Examples of point labeling:
------------------------------

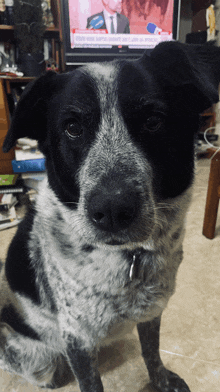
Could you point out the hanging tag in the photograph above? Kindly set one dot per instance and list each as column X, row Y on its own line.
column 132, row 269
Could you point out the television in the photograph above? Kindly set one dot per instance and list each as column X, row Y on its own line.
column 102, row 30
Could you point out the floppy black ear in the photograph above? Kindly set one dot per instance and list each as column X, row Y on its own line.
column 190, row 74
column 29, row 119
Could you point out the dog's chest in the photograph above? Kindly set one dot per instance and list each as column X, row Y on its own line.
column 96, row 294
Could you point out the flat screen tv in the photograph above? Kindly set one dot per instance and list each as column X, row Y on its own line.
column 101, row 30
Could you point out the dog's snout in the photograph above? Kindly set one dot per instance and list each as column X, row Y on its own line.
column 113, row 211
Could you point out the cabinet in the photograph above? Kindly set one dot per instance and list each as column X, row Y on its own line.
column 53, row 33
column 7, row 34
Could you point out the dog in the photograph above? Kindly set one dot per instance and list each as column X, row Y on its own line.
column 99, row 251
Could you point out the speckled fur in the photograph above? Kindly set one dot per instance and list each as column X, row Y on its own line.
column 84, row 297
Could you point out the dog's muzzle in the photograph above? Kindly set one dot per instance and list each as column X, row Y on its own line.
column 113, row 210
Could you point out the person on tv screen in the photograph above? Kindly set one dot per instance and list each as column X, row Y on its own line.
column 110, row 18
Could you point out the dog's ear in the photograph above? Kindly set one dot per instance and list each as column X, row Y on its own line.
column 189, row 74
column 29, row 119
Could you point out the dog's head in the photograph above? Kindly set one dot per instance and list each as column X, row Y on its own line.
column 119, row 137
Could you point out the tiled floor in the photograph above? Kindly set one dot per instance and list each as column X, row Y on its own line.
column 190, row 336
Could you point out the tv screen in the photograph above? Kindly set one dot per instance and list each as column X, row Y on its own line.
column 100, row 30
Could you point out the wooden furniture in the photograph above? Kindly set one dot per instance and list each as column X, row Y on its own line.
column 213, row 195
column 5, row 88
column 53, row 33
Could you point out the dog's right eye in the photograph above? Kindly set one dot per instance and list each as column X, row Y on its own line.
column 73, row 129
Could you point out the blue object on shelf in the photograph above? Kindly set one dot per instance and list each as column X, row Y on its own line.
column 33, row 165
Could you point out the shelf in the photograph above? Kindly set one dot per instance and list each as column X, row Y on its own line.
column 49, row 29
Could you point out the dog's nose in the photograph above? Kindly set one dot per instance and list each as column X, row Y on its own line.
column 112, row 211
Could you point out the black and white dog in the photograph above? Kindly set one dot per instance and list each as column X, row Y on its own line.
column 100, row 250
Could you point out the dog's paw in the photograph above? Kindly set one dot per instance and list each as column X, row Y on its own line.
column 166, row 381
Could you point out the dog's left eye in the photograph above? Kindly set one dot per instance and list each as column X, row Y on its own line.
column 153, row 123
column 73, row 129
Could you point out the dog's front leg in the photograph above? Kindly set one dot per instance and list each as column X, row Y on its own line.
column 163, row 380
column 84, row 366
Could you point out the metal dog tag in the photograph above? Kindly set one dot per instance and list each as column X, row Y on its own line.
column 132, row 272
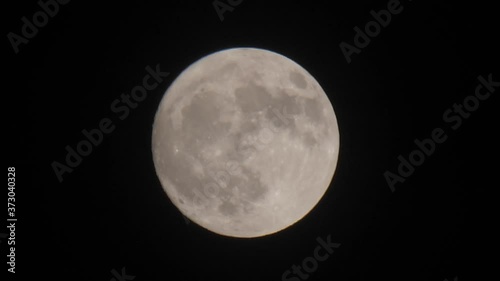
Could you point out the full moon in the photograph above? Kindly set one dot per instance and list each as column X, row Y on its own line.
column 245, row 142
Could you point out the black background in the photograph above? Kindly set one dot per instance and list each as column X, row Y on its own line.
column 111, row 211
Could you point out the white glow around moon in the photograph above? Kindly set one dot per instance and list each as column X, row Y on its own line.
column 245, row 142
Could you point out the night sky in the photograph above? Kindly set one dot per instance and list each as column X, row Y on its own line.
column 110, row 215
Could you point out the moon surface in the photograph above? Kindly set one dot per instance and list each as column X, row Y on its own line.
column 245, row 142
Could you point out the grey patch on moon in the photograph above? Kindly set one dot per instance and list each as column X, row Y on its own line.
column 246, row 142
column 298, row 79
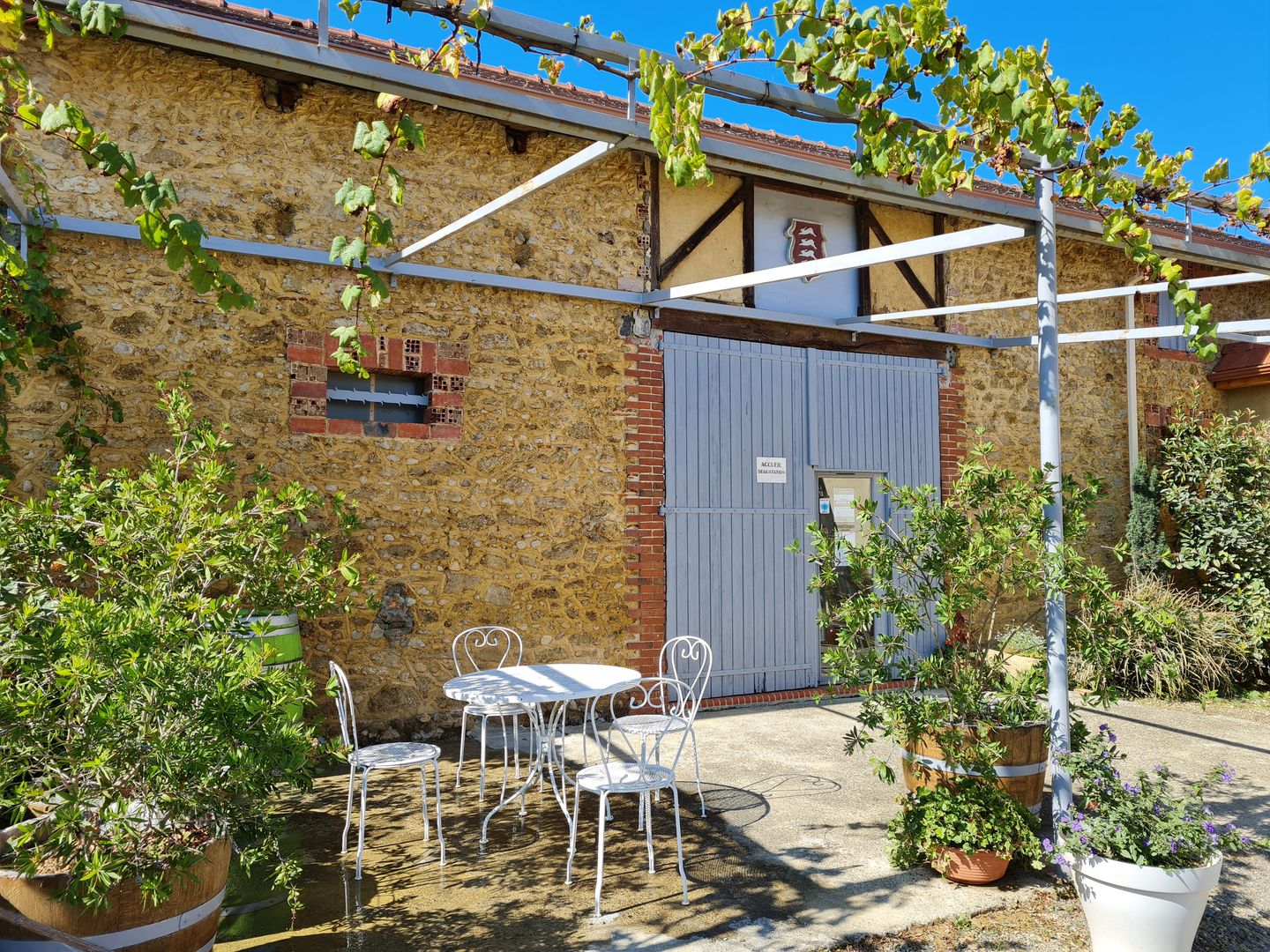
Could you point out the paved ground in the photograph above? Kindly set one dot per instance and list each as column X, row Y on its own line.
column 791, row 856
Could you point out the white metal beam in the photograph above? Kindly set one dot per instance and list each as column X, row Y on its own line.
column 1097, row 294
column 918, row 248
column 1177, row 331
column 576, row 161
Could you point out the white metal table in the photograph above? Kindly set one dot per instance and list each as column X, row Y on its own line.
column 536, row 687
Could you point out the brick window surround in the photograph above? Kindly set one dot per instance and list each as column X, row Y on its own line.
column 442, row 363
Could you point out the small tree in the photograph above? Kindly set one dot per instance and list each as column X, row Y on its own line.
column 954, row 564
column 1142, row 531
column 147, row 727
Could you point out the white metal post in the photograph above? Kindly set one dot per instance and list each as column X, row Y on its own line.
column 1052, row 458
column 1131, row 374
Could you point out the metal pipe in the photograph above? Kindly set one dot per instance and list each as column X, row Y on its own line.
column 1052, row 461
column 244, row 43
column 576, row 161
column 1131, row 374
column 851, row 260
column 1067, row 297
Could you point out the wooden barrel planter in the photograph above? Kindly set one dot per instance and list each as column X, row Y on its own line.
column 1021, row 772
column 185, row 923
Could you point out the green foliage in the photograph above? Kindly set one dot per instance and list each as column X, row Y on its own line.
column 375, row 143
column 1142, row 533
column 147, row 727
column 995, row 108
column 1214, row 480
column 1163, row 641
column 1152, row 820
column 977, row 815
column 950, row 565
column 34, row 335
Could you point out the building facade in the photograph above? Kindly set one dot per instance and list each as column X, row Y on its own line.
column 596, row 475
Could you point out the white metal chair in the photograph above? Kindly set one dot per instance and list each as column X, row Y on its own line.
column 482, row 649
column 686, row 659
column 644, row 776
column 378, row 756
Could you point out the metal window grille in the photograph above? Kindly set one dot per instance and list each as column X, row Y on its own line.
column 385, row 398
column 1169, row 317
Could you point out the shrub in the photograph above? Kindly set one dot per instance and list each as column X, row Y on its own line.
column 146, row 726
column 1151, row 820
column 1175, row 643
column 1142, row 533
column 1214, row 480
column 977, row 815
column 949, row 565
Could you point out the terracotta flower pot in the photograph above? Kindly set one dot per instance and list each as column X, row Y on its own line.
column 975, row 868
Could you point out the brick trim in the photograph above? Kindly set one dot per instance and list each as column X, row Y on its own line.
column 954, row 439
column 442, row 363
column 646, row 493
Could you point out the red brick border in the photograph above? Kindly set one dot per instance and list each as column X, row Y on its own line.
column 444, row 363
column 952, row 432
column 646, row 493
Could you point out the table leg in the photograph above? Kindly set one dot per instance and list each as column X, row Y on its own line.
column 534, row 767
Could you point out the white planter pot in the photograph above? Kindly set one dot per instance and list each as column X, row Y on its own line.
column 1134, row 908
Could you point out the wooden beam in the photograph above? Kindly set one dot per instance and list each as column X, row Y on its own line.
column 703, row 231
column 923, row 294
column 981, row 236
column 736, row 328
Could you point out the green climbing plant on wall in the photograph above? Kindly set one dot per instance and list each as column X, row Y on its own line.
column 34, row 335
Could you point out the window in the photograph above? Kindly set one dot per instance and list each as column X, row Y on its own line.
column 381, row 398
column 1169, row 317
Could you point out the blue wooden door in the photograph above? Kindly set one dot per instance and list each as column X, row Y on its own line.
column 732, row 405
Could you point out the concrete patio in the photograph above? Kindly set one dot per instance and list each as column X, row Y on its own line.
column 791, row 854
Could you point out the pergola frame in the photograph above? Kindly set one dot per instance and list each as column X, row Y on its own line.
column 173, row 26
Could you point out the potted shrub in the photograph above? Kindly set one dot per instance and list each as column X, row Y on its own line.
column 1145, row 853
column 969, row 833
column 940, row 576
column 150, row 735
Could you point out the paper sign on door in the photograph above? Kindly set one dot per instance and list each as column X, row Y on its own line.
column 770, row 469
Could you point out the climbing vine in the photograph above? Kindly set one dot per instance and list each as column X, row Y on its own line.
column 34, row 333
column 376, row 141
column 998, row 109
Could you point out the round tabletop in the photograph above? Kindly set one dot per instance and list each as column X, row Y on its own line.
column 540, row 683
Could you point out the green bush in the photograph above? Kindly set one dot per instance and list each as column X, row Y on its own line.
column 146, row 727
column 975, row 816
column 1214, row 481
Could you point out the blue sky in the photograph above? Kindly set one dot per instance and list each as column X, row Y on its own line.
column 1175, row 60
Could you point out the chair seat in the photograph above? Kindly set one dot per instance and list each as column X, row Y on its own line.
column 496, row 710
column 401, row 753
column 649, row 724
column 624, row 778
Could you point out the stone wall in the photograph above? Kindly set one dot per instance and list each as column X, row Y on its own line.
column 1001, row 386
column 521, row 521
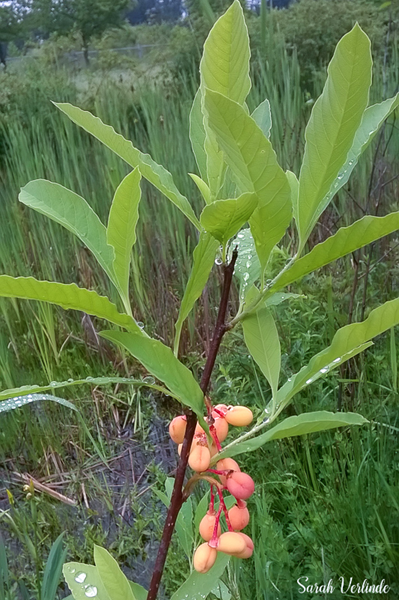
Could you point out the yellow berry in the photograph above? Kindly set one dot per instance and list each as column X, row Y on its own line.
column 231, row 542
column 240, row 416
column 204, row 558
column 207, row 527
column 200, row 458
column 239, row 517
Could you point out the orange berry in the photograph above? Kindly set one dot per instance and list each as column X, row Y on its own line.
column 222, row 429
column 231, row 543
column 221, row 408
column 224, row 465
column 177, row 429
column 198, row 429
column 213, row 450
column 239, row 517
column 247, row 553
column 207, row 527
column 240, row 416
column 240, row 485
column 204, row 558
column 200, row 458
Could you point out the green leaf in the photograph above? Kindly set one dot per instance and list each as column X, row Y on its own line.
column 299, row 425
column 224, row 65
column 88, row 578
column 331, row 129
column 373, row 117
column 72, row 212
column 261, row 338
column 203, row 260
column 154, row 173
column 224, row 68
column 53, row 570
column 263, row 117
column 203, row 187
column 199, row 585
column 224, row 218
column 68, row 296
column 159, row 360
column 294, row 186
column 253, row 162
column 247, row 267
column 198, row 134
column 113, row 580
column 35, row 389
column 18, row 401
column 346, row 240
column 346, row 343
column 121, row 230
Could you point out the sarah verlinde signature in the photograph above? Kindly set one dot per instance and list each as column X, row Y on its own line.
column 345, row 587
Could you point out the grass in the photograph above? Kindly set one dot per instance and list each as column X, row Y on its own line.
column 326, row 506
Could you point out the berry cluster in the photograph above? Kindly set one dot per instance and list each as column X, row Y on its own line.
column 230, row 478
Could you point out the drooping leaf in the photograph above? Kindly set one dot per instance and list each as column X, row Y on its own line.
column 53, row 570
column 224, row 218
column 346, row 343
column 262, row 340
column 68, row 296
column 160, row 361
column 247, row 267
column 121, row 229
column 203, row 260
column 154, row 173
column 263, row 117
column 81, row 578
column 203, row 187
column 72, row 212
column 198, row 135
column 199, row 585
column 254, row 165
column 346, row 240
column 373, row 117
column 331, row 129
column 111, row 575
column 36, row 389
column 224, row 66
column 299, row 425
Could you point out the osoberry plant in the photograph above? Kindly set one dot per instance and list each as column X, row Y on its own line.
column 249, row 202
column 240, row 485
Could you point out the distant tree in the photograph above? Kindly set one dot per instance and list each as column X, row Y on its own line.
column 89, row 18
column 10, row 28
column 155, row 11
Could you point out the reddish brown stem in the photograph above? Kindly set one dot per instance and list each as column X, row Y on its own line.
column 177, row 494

------------------------------

Copy word for word the lines of the material above, starting at the line that contains "Could you point out the white metal post" and ending at the line that contains "column 185, row 923", with both of those lines included.

→ **REPLY**:
Could you point out the white metal post in the photograph above? Kindly set one dot per instance and list each as column X, row Y on its own line.
column 1052, row 458
column 1131, row 374
Could you point out the metal pipe in the photograph above? Kindly set one dot per instance and list each as column X, row Y on its own line.
column 1052, row 461
column 244, row 43
column 576, row 161
column 1131, row 374
column 851, row 260
column 1067, row 297
Could you point out the wooden barrel planter in the photograph above? Kindly set one dot per instance and list each as column X, row Y on its own line.
column 1021, row 772
column 185, row 923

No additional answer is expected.